-- START OF SELECTION --
Wednesday, December 7, 2016

A Christmas Coda, by William Todd (2016)



Regular readers of The Jade Sphinx know of the central place Christmas holds in my life, and the paramount importance of Charles Dickens’ A Christmas Carol in my personal philosophy and worldview.  To Your Correspondent, Ebenezer Scrooge is not just a fictional character, but a friend, an example, and a terrible lesson all-in-one.  The book is my secular liturgy, my heart-laid-bare, the best reflection of my best self.  People who wish to reimagine or write a sequel do so at their peril.

There have been many continuations of A Christmas Carol since 1843, many of them created in Dickens’s own lifetime.  Most of them have been dire.  We have seen Scrooge and Sherlock Holmes, Scrooge and Cratchit taking on corrupt businessmen, a grown Tiny Tim involved in international conspiracies, Scrooge and zombies...  Sigh.  There have also been several serious literary visitations to Scrooge: for example, Robertson Davies (1913-1995), one of the great voices of 20th Century letters (if not the great voice), wrote a continuation of A Christmas Carol which is utterly indigestible.  It is almost as if the Christmas Cosmos created by Dickens is too big, too intimidating, too … honest for other writers to approach on an equal level.
-- END OF SELECTION --
-- START OF RECORD EXTRACTS --
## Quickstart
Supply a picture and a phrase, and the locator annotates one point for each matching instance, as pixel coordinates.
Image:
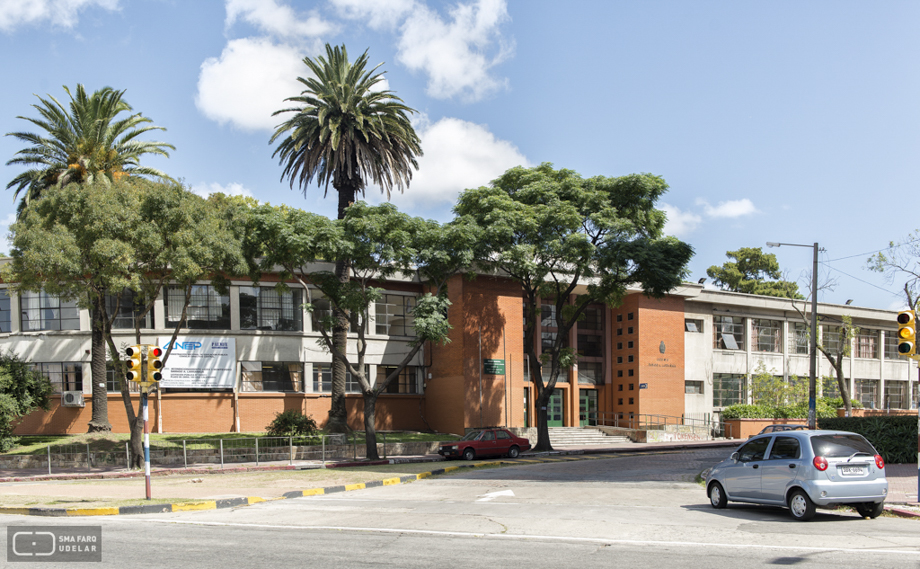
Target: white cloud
(248, 82)
(729, 209)
(59, 13)
(453, 54)
(379, 14)
(458, 155)
(276, 19)
(231, 189)
(680, 223)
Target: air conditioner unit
(72, 399)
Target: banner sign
(200, 363)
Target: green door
(588, 407)
(554, 410)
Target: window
(785, 448)
(267, 308)
(207, 310)
(767, 335)
(591, 373)
(124, 307)
(322, 379)
(272, 376)
(589, 345)
(867, 344)
(394, 315)
(728, 332)
(728, 389)
(867, 392)
(593, 319)
(41, 311)
(406, 382)
(64, 376)
(798, 338)
(5, 314)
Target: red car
(485, 442)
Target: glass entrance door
(554, 410)
(587, 409)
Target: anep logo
(184, 345)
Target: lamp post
(813, 344)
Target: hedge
(894, 436)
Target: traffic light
(907, 333)
(154, 364)
(134, 363)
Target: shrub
(291, 423)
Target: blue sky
(794, 122)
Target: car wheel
(717, 496)
(801, 506)
(870, 510)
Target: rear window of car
(837, 446)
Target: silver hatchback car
(802, 470)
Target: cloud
(379, 14)
(729, 209)
(458, 155)
(248, 82)
(680, 223)
(58, 13)
(453, 54)
(277, 20)
(231, 189)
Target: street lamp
(813, 344)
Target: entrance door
(588, 407)
(554, 410)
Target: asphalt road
(629, 511)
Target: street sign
(493, 367)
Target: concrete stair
(583, 437)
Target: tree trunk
(100, 418)
(370, 427)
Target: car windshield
(840, 446)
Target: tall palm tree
(346, 132)
(85, 141)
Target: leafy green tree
(22, 390)
(85, 142)
(572, 241)
(753, 272)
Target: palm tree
(346, 132)
(84, 143)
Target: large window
(407, 382)
(64, 376)
(394, 315)
(322, 379)
(728, 389)
(867, 392)
(207, 309)
(41, 311)
(867, 344)
(798, 338)
(124, 309)
(272, 376)
(267, 308)
(728, 332)
(768, 335)
(5, 314)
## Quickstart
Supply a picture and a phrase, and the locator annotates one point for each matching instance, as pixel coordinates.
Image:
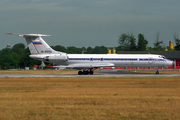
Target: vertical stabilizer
(36, 44)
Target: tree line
(18, 56)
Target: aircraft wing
(84, 66)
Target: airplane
(87, 63)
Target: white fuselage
(117, 60)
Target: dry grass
(90, 98)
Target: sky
(89, 22)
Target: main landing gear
(86, 72)
(157, 72)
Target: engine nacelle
(56, 58)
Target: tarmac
(103, 73)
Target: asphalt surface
(103, 73)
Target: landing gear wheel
(91, 72)
(157, 72)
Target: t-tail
(36, 44)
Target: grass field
(90, 98)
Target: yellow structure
(171, 45)
(111, 51)
(114, 51)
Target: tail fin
(36, 44)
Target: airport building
(172, 55)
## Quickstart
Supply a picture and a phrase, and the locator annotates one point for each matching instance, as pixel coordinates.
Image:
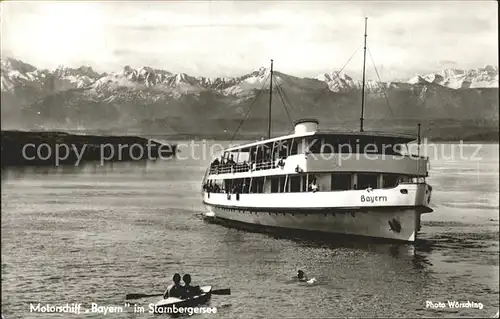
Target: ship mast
(363, 89)
(270, 100)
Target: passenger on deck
(301, 276)
(175, 289)
(190, 290)
(216, 188)
(215, 163)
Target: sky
(232, 38)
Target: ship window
(274, 185)
(340, 182)
(295, 184)
(313, 144)
(367, 180)
(281, 184)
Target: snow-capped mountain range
(15, 73)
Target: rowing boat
(168, 305)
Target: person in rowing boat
(175, 289)
(190, 291)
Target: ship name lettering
(373, 199)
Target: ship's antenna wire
(249, 109)
(378, 76)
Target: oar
(214, 292)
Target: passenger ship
(355, 183)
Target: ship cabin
(317, 160)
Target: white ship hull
(396, 217)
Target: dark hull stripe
(321, 210)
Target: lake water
(92, 234)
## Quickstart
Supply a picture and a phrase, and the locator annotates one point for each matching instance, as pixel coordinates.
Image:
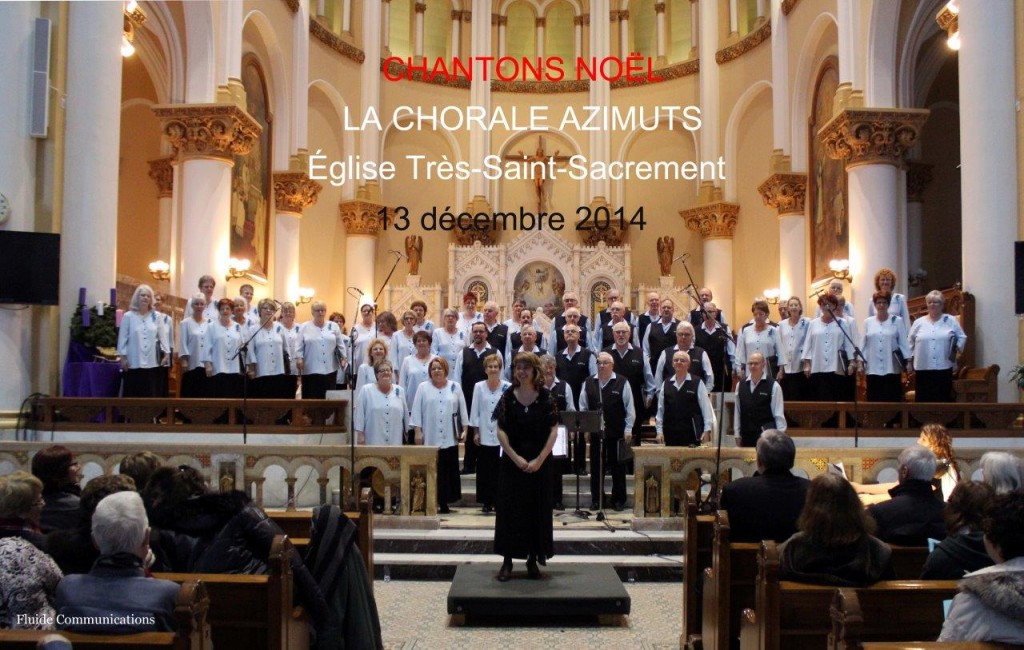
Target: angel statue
(666, 251)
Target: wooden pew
(729, 587)
(189, 614)
(889, 611)
(253, 611)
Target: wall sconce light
(237, 268)
(305, 296)
(840, 269)
(160, 269)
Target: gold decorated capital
(784, 191)
(294, 191)
(714, 221)
(208, 130)
(871, 136)
(162, 172)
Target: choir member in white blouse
(761, 337)
(381, 414)
(321, 352)
(267, 350)
(937, 341)
(885, 279)
(142, 346)
(448, 341)
(439, 417)
(485, 396)
(223, 337)
(192, 341)
(885, 347)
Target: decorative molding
(785, 191)
(162, 172)
(752, 40)
(335, 42)
(714, 221)
(864, 136)
(208, 130)
(293, 191)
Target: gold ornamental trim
(752, 40)
(714, 221)
(866, 136)
(162, 172)
(208, 130)
(294, 191)
(785, 191)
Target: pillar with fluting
(89, 232)
(872, 142)
(989, 179)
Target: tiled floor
(414, 616)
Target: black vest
(610, 401)
(573, 371)
(683, 422)
(755, 408)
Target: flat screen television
(30, 268)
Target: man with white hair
(914, 513)
(116, 597)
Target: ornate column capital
(919, 176)
(293, 191)
(872, 136)
(785, 191)
(162, 172)
(714, 221)
(208, 130)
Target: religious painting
(251, 198)
(827, 193)
(541, 286)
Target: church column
(89, 232)
(872, 142)
(786, 191)
(988, 178)
(293, 192)
(716, 221)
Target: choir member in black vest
(562, 393)
(684, 414)
(759, 403)
(469, 371)
(574, 364)
(610, 393)
(717, 342)
(700, 367)
(498, 333)
(660, 334)
(632, 364)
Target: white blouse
(140, 339)
(221, 346)
(433, 410)
(932, 343)
(882, 339)
(192, 341)
(318, 347)
(381, 417)
(484, 401)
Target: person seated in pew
(990, 604)
(767, 505)
(913, 515)
(964, 551)
(835, 545)
(116, 597)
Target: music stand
(578, 422)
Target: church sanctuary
(534, 323)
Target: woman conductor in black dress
(526, 419)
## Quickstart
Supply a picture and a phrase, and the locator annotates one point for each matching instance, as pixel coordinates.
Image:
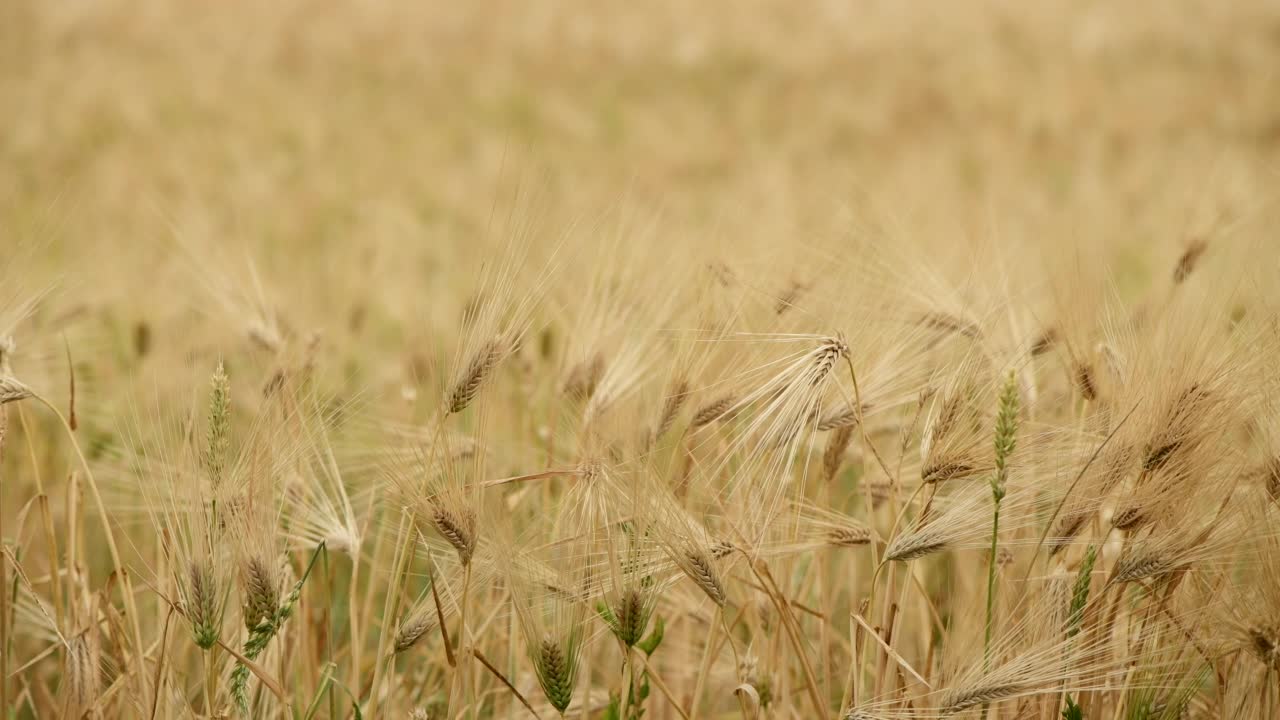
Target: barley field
(853, 360)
-- END OF RECORD EXTRACTS --
## WRITTEN TASK 1
Find every line in the records that contains the string "street" and copy each one out. Matches must have the same capitalization.
## WRITTEN TASK 2
Write the next part of the post about sequels to A Christmas Carol, starting right after its last sentence.

## REPLY 1
Target: street lamp
Target: street sign

## REPLY 2
So, it was with some little trepidation that I approached A Christmas Coda, just e-published by author William Todd.  Trepidation entirely unjustified, as Todd has written a wise, moving and wonderful book, fully in keeping with both Dickens and the Carol, and a worthy literary achievement in its own right.

In Todd’s novel, it is exactly one year since the events of A Christmas Carol.  Scrooge is as good as his word, and has become as good a friend, as good a master, and as good a man as he possibly can.  But … the thing that most occupies him is repaying his debt to Jacob Marley.

Readers versed in the Carol will remember that the visitation of the mighty Christmas Ghosts and Scrooge’s redemption were all at Marley’s intervention.  While Scrooge has his reclamation, poor Marley is doomed to walk forever fettered in chains, witnessing what he cannot share, but might have shared on earth, and turned to happiness.  Scrooge is determined to alleviate the otherworldly suffering of his late friend.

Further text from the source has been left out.